== Given problem 1 ==
In the records below, copy out word for word the section that begins with the line containing "Question: Where in this photograph is the handwritten" and ends with the line containing "66 36 262 60", including both of those lines. Omit any pictures from your copy.

== Page text ==
##########

Studio album by The Dead Weather
- Released: September 25, 2015
- Recorded: 2013–2015
- Studio: Third Man Studio, Nashville, Tennessee
- Genre: Garage rock, alternative rock, hard rock
- Length: 42:44
- Label: Third Man
- Producer: Jack White

The Dead Weather chronology
| Sea of Cowards (2010) | Dodge and Burn (2015) |  |

Singles from Dodge and Burn
- "Open Up (That's Enough)" Released: January 14, 2014; "Buzzkill(er)" Released: November 4, 2014; "I Feel Love (Every Million Miles)" Released: August 17, 2015; "Impossible Winner" Released: 2016;

= Dodge and Burn =

Dodge and Burn is the third studio album by the American rock band the Dead Weather. It was released worldwide on September 25, 2015, through Third Man Records.

##########

== Supplied information ==
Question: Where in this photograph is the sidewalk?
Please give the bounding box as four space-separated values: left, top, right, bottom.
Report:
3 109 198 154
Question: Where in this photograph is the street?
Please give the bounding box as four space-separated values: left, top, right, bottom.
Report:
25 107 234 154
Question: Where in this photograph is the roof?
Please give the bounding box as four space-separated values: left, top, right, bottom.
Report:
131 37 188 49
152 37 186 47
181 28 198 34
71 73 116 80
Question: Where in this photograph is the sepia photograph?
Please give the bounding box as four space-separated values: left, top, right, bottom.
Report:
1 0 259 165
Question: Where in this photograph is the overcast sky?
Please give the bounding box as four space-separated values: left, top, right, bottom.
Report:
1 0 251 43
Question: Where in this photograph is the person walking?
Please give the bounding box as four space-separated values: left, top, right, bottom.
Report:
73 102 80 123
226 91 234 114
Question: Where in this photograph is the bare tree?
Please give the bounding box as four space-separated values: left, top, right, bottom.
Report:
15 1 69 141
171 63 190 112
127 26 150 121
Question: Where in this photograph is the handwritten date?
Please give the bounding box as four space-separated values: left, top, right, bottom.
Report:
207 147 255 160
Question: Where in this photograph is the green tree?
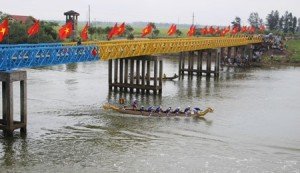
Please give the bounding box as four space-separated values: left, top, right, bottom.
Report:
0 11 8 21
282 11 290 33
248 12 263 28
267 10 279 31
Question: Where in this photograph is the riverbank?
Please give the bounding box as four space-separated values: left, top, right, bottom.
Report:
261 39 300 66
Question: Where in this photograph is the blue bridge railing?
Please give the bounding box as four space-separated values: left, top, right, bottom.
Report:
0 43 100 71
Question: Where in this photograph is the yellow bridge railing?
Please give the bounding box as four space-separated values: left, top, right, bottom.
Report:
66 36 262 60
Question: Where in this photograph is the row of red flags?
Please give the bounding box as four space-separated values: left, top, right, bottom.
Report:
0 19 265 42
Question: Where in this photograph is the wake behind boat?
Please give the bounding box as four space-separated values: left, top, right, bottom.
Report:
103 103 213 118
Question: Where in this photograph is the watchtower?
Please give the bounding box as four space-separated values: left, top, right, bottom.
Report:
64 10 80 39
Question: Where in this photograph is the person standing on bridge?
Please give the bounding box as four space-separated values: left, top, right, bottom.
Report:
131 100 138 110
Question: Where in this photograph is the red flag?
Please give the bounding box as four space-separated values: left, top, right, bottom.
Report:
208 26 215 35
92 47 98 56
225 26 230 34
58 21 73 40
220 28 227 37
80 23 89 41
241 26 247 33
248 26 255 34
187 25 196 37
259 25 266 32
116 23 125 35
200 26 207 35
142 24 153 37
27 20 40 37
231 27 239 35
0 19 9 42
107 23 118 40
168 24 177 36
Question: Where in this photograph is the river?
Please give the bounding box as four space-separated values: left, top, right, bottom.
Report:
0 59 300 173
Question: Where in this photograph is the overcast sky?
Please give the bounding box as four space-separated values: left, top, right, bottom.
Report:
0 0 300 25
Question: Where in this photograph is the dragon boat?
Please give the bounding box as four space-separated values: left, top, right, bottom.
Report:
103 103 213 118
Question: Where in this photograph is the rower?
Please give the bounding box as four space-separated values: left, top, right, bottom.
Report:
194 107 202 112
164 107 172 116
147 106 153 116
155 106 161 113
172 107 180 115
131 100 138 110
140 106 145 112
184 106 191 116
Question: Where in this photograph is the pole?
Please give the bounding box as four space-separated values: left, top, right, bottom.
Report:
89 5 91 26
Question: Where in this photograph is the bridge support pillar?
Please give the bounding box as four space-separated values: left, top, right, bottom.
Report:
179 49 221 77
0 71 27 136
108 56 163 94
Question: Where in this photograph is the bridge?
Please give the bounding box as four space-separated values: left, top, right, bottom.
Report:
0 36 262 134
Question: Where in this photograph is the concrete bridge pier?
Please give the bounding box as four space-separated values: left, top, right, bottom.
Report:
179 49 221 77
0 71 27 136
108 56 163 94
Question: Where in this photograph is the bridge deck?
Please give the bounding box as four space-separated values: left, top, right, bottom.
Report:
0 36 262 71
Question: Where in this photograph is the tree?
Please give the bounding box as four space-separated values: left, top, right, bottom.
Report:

##########

== Given problem 2 ==
According to the album page, in which studio was Dodge and Burn recorded?

== Exercise response 1 ==
Question: Where in this photograph is the handwritten date?
Please give the bounding box as four space-separated values: left, top, right, bottom.
Report:
207 147 255 160
Question: Where in this photograph is the green tree?
Please give the bounding box as four space-separated values: left, top, right, bottom.
Report:
0 11 8 21
282 11 290 33
248 12 263 28
267 10 279 31
Question: Where in this photograph is the riverbank?
Please give the bounding box as four space-separated values: left, top, right, bottom.
Report:
261 39 300 66
Question: Where in this photograph is the blue bridge railing?
Please give the bounding box as four space-separated values: left, top, right, bottom.
Report:
0 43 100 71
Question: Where in this photograph is the yellow bridge railing?
Please give the bounding box as four space-separated values: left, top, right, bottom.
Report:
66 36 262 60

== Exercise response 2 ==
Third Man Studio, Nashville, Tennessee